**THE RECORDS**
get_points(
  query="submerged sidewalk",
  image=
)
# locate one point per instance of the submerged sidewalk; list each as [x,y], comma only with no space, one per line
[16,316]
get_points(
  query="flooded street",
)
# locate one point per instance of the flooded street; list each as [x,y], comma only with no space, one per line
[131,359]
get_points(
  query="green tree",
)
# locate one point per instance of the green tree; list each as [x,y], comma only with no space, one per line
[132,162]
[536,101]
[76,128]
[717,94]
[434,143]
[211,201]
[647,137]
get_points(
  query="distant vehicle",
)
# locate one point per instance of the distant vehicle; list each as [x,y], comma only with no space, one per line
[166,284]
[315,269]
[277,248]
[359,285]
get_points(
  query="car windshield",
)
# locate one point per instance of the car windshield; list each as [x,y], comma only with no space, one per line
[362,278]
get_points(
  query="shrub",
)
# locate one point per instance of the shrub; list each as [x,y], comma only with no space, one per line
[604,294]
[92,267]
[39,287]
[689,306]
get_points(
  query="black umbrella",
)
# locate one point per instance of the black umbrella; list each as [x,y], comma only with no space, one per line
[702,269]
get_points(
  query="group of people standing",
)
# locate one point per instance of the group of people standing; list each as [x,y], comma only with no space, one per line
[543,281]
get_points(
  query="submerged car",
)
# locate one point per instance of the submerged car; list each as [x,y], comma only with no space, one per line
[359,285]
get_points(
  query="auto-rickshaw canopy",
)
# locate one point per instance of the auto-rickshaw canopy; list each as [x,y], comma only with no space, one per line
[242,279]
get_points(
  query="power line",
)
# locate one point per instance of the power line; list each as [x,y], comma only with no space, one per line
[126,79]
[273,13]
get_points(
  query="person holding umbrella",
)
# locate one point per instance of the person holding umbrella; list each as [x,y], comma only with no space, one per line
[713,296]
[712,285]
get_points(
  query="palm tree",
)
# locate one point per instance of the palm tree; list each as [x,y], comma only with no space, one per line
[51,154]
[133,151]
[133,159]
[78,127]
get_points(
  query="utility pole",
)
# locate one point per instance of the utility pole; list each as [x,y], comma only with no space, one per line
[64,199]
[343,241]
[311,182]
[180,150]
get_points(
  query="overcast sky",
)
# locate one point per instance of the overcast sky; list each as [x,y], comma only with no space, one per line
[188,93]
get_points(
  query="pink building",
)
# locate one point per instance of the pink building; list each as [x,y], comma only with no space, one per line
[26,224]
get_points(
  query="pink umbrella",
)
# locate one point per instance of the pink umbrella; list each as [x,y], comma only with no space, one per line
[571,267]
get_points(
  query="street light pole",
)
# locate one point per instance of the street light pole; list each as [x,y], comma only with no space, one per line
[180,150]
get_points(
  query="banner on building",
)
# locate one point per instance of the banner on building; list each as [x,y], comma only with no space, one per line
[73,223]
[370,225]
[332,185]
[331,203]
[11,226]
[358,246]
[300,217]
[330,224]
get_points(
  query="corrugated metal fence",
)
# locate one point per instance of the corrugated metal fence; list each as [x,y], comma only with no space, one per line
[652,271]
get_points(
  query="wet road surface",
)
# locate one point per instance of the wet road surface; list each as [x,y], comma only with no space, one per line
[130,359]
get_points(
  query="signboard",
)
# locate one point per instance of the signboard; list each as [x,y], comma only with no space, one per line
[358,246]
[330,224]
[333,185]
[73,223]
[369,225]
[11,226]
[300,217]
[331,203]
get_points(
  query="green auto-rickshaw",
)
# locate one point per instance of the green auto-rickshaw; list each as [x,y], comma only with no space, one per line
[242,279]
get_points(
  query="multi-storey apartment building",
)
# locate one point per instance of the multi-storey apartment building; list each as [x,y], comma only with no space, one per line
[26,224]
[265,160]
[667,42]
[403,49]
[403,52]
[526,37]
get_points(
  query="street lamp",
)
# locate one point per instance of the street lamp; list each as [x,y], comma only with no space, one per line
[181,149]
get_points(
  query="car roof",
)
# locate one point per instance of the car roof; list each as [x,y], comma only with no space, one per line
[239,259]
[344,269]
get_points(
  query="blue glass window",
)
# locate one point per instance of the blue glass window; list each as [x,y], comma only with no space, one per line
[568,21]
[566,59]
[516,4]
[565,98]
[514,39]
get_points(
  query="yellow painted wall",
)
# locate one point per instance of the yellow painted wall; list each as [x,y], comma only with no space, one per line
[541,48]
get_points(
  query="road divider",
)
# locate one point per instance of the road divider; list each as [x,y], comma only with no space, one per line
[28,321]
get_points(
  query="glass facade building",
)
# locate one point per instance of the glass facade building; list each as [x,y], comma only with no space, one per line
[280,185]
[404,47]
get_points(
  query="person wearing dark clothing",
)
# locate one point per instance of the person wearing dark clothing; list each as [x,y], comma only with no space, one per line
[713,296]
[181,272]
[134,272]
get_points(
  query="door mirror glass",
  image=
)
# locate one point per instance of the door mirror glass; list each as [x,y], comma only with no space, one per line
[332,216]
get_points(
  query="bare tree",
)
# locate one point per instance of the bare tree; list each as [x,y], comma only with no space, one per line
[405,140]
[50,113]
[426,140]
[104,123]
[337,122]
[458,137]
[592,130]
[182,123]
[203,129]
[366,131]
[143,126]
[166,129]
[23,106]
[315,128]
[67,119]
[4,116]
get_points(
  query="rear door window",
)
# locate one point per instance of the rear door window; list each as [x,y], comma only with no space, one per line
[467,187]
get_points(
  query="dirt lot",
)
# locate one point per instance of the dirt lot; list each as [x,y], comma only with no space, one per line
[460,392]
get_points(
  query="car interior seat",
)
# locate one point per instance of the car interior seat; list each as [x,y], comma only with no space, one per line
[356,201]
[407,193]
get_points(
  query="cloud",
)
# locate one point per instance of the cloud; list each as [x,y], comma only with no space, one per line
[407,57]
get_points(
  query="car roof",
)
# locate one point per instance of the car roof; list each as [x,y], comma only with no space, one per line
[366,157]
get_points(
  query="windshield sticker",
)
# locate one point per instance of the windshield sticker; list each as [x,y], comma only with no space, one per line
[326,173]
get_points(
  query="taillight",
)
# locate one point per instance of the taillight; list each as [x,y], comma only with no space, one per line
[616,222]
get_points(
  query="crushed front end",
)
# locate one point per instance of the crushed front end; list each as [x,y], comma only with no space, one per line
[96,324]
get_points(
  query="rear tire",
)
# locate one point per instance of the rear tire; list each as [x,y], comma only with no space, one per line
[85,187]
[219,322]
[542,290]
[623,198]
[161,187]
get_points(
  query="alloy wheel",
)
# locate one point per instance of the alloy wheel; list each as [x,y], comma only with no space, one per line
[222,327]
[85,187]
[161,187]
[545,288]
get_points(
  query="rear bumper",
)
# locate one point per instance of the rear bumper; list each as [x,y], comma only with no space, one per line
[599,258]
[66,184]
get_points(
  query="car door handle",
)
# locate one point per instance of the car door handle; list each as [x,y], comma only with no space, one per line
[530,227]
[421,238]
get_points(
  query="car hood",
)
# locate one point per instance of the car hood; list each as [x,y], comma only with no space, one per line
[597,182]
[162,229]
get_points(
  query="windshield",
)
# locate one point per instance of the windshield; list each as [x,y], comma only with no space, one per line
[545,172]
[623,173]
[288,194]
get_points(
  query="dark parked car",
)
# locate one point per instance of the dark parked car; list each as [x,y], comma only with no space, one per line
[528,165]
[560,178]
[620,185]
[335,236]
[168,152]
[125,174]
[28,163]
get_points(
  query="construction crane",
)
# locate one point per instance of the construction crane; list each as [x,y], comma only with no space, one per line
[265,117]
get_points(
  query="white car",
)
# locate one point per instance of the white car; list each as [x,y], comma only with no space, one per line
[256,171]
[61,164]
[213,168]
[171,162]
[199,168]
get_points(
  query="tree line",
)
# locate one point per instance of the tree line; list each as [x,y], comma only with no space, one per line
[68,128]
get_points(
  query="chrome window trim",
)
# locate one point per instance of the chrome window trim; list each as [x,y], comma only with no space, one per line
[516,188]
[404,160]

**WHAT IS ASKED**
Please go through the material above and keep only the lines that contain the string "window", copying each one in full. Case counts.

**THE SOLUTION**
  query="blue glass window",
# locate one point per instance of the blue glass window; list each as [x,y], comma only with no space, one per line
  query="rear door window",
# locate one point per instance of the rear door window; list each as [x,y], comma only with no space, one per line
  query="chrome window trim",
# locate one point per instance of the chrome window trim; list each as [x,y], comma only with no space, one per line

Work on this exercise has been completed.